— What to do —
Reproduce the data from its first line through the line containing "column 505, row 78", with "dot" changed to "point" and everything else left as it is. Leave the pictures out of your answer.

— Entries supplied —
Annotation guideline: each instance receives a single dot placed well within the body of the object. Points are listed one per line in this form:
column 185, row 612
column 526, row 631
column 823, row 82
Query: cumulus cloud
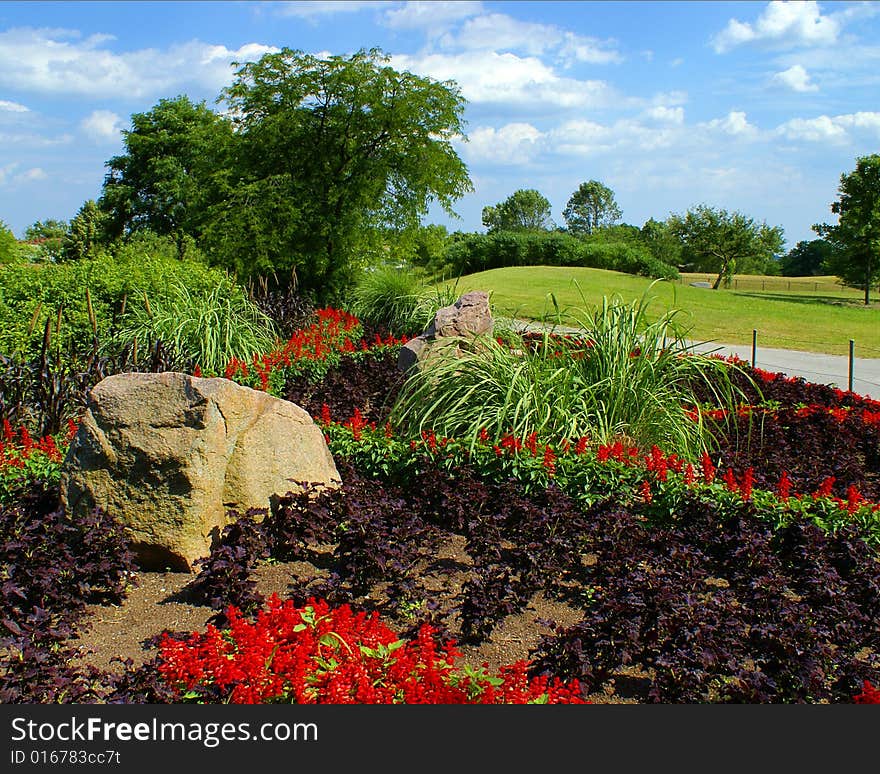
column 12, row 107
column 8, row 174
column 836, row 129
column 428, row 15
column 794, row 23
column 734, row 124
column 673, row 115
column 795, row 78
column 63, row 62
column 499, row 32
column 505, row 78
column 515, row 143
column 30, row 175
column 102, row 125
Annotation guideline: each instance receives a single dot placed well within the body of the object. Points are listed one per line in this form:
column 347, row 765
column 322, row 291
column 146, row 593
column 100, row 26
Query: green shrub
column 469, row 253
column 627, row 381
column 32, row 293
column 209, row 326
column 10, row 249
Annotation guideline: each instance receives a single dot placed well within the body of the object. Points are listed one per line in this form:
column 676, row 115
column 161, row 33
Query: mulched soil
column 159, row 602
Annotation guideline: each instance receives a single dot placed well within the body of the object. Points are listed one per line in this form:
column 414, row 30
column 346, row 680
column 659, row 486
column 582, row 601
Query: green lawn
column 802, row 318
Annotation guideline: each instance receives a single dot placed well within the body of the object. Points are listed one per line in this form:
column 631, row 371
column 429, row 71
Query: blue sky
column 749, row 106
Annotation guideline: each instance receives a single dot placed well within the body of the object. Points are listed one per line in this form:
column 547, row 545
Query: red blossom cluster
column 321, row 655
column 657, row 462
column 327, row 336
column 18, row 446
column 870, row 416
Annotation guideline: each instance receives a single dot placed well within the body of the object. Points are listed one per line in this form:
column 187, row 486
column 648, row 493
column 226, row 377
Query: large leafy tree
column 524, row 210
column 718, row 241
column 856, row 237
column 328, row 151
column 164, row 181
column 591, row 207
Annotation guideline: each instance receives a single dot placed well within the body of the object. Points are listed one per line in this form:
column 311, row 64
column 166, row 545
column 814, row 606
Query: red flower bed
column 321, row 655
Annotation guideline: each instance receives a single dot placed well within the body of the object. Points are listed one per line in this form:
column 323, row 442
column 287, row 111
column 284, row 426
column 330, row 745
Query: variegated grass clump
column 627, row 377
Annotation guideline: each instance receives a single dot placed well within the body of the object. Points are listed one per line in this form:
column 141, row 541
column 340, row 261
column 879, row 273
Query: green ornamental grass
column 209, row 326
column 628, row 380
column 397, row 299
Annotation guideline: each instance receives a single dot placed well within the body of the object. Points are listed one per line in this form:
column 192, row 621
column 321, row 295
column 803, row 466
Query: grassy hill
column 816, row 315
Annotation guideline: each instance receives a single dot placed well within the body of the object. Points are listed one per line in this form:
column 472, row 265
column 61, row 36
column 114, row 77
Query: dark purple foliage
column 52, row 565
column 721, row 609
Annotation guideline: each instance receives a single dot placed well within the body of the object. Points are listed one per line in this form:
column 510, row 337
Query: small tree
column 856, row 237
column 662, row 243
column 48, row 235
column 715, row 240
column 524, row 210
column 9, row 247
column 807, row 258
column 86, row 233
column 591, row 207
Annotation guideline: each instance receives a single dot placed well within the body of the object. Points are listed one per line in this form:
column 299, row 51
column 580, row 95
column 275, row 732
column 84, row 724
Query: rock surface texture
column 466, row 318
column 169, row 454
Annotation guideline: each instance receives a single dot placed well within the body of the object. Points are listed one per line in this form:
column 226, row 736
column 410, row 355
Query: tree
column 163, row 181
column 86, row 233
column 662, row 243
column 715, row 240
column 591, row 207
column 523, row 210
column 327, row 151
column 807, row 258
column 10, row 250
column 48, row 235
column 856, row 237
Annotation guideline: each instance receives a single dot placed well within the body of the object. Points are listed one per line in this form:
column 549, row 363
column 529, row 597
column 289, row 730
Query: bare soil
column 158, row 601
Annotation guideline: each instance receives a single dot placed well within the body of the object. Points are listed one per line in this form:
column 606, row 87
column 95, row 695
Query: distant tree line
column 320, row 167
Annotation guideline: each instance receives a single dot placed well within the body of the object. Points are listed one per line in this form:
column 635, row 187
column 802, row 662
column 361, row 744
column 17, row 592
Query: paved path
column 812, row 366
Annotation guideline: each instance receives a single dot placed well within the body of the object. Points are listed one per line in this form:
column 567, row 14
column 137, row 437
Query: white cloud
column 33, row 140
column 515, row 143
column 834, row 129
column 795, row 78
column 12, row 107
column 785, row 23
column 734, row 124
column 490, row 77
column 499, row 32
column 666, row 114
column 8, row 175
column 102, row 125
column 31, row 175
column 62, row 62
column 429, row 15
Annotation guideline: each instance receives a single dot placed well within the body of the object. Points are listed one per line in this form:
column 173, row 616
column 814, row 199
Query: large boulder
column 467, row 318
column 169, row 454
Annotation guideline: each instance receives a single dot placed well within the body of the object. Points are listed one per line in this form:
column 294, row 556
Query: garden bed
column 750, row 575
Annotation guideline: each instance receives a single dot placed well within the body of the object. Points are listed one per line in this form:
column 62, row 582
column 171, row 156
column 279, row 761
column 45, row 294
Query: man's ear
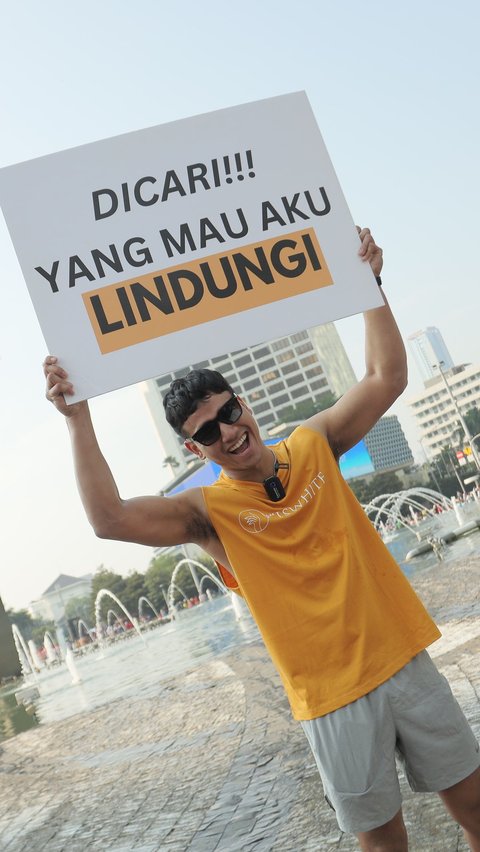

— Exercise answer —
Annotation guideline: each instance receives a single point placed well within the body of the object. Points are listed one per line in this form:
column 185, row 612
column 526, row 631
column 823, row 82
Query: cumulus cloud
column 12, row 107
column 8, row 174
column 836, row 129
column 428, row 15
column 794, row 23
column 734, row 124
column 673, row 115
column 795, row 78
column 63, row 62
column 499, row 32
column 505, row 78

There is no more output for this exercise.